● Exercise prompt: Copy out the rows below with "integer pixel values" changed to "whole-number pixel values" wherever it occurs, leaving every other word as it stands.

>> Begin

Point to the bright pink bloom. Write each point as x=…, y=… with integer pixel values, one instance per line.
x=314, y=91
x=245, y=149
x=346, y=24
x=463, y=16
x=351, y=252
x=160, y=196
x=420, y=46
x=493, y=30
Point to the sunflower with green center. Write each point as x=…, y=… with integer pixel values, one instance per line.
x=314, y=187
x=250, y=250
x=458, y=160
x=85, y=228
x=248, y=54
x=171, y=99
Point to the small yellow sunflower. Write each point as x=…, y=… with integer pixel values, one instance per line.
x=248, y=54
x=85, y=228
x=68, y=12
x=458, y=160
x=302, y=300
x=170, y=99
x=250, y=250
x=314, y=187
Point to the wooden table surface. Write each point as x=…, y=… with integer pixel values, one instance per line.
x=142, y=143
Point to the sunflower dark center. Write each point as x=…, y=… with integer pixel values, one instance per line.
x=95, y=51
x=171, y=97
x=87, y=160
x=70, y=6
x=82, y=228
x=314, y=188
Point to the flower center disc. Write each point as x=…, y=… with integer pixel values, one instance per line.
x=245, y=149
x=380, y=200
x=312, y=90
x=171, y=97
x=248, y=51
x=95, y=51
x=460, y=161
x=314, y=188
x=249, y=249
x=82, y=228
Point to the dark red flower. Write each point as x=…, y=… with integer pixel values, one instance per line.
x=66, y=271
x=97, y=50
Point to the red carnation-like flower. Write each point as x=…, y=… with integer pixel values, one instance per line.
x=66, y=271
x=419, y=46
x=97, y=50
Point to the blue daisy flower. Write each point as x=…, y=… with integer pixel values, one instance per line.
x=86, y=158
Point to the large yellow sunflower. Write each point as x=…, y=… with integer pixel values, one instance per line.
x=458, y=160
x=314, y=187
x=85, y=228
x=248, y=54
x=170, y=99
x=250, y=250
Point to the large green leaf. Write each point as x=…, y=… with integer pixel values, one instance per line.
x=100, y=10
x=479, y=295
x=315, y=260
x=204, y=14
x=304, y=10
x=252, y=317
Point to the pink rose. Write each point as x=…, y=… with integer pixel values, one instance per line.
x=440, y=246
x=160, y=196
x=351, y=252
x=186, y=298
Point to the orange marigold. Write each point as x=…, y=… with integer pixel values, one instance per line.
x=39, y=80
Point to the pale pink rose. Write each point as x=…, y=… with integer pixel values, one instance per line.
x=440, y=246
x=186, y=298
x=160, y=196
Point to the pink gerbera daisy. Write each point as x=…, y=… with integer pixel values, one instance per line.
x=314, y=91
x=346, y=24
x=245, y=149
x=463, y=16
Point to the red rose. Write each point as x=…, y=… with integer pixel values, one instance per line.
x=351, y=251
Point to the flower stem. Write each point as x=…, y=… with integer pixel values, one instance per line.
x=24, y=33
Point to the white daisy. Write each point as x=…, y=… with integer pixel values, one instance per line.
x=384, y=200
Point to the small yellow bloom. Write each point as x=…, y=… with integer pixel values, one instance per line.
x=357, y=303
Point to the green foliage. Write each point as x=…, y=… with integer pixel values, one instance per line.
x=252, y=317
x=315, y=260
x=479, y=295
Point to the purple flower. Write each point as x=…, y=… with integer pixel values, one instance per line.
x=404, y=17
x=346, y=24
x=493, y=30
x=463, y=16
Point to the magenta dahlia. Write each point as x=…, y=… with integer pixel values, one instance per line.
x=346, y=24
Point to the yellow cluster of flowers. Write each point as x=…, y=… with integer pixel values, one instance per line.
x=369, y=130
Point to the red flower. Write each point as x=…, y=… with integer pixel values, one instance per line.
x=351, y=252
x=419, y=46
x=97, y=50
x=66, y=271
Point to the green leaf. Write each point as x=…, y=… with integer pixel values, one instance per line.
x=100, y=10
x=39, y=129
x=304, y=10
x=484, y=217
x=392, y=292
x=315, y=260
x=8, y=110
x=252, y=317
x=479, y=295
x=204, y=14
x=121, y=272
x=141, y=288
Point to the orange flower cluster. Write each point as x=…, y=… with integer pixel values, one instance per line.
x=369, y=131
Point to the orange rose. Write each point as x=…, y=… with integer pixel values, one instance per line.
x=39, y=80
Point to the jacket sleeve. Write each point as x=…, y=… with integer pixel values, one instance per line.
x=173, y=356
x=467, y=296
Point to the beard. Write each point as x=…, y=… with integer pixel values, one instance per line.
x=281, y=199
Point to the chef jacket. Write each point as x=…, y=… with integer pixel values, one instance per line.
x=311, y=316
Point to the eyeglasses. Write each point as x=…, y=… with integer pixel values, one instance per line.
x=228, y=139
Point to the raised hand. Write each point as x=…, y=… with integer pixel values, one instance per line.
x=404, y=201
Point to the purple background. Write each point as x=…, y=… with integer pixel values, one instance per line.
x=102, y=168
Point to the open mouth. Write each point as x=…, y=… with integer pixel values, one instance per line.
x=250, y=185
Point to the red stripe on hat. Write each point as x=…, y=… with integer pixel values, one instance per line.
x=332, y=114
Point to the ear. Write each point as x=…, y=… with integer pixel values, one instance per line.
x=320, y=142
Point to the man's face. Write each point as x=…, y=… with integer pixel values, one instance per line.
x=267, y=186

>> End

● Reply:
Point to the bright pink bloom. Write each point as x=…, y=… with whole-number pixel values, one instance per line.
x=314, y=91
x=245, y=149
x=346, y=24
x=463, y=16
x=351, y=252
x=160, y=196
x=420, y=46
x=493, y=30
Point to the sunflower with green center. Write each point as x=…, y=… with whole-number pixel values, one instance per line.
x=314, y=187
x=250, y=250
x=458, y=160
x=85, y=228
x=248, y=54
x=171, y=99
Point to the small yellow sunflower. Write each point as x=…, y=… with whole-number pixel values, one instance per line.
x=248, y=54
x=85, y=228
x=68, y=12
x=458, y=160
x=302, y=300
x=170, y=99
x=250, y=250
x=314, y=187
Point to the wooden table surface. Write each point as x=…, y=… with whole-number pixel values, one instance per line.
x=142, y=143
Point to the sunflower dark center. Write each point as x=…, y=… with whole-number pixel values, one instance per line.
x=95, y=51
x=171, y=97
x=87, y=160
x=70, y=6
x=82, y=228
x=314, y=188
Point to the flower center disc. Write each point as x=…, y=… with whole-number pixel values, one instance per line.
x=245, y=149
x=380, y=200
x=312, y=90
x=171, y=97
x=248, y=51
x=95, y=51
x=460, y=161
x=314, y=188
x=249, y=249
x=82, y=228
Point to the dark red flower. Write each point as x=…, y=… with whole-number pixel values, one instance per line.
x=66, y=271
x=97, y=50
Point to the red carnation-like flower. Write each point as x=…, y=… with whole-number pixel values, one instance per line.
x=66, y=271
x=419, y=46
x=97, y=50
Point to the blue daisy flower. Write each point as x=…, y=… with whole-number pixel values, one instance per line.
x=86, y=158
Point to the large yellow sunflower. Write each point as x=…, y=… with whole-number pixel values, one instance per line.
x=458, y=160
x=314, y=187
x=85, y=228
x=248, y=54
x=170, y=99
x=250, y=250
Point to the large green leaf. Write each point as x=…, y=… with whole-number pixel values, one instance per line.
x=100, y=10
x=479, y=295
x=315, y=260
x=204, y=14
x=304, y=10
x=252, y=317
Point to the pink rose. Write each point as x=…, y=… with whole-number pixel values, one instance per line.
x=440, y=246
x=160, y=196
x=351, y=252
x=186, y=298
Point to the orange marigold. Write each point as x=…, y=… with whole-number pixel values, one instance per line.
x=39, y=80
Point to the pale pink rose. Write each point as x=…, y=… with whole-number pixel values, one instance per line.
x=440, y=246
x=186, y=298
x=160, y=196
Point to the pink gerbera daisy. Write each point as x=…, y=… with whole-number pixel values, one instance per line.
x=314, y=91
x=346, y=24
x=245, y=149
x=463, y=16
Point to the red rose. Write each point as x=…, y=… with whole-number pixel values, one instance per line.
x=351, y=251
Point to the flower stem. Write each point as x=…, y=… with whole-number pixel values, one instance per line.
x=24, y=33
Point to the white daisy. Write each point as x=…, y=… with whole-number pixel values, one instance per line.
x=384, y=200
Point to the small yellow bloom. Write each point as x=…, y=… with whole-number pixel values, one instance per line.
x=357, y=303
Point to the green foliage. Write each point as x=…, y=… with whole-number pixel values, one instance per line.
x=252, y=317
x=315, y=260
x=479, y=295
Point to the purple flower. Write each point as x=…, y=… with whole-number pixel values, one instance per line.
x=404, y=17
x=346, y=24
x=493, y=30
x=463, y=16
Point to the magenta dahlia. Write each point as x=…, y=… with whole-number pixel values, one instance per line.
x=346, y=24
Point to the yellow cluster of flowers. Write each point as x=…, y=… with whole-number pixel values, one instance per line.
x=369, y=130
Point to the red flower. Write each point as x=…, y=… with whole-number pixel values, one instance per line.
x=351, y=252
x=419, y=46
x=97, y=50
x=66, y=271
Point to the green leaf. Write each point as x=…, y=… with whole-number pixel values, one instance per line.
x=100, y=10
x=39, y=129
x=304, y=10
x=484, y=217
x=392, y=292
x=315, y=260
x=8, y=110
x=252, y=317
x=479, y=295
x=204, y=14
x=121, y=272
x=141, y=288
Point to the orange flower cluster. Write each point as x=…, y=… with whole-number pixel values, one instance per line.
x=369, y=131
Point to the orange rose. Write each point as x=…, y=… with whole-number pixel values, one instance per line.
x=39, y=80
Point to the jacket sleeve. Write each point as x=…, y=… with whole-number pixel values, one instance per line.
x=173, y=356
x=467, y=296
Point to the beard. Write each point as x=…, y=… with whole-number pixel values, one instance per line.
x=281, y=199
Point to the chef jacket. Write each point as x=…, y=… with whole-number pixel values, one instance per line.
x=311, y=316
Point to the eyeglasses. Write each point as x=…, y=… with whole-number pixel values, one instance per line.
x=228, y=139
Point to the raised hand. Write each point as x=…, y=… with whole-number pixel values, one instance per line.
x=404, y=201
Point to the purple background. Write each point as x=…, y=… with whole-number pixel values, one instance per line.
x=102, y=168
Point to the open mouth. Write each point as x=…, y=… with whole-number pixel values, one instance per line.
x=250, y=185
Point to the red stripe on hat. Write each point as x=…, y=… with whole-number pixel values, one instance per line.
x=332, y=114
Point to the ear. Write each point as x=…, y=… with whole-number pixel values, one instance per line.
x=320, y=142
Point to the man's face. Write each point as x=…, y=… with whole-number pixel values, one instance per line.
x=267, y=186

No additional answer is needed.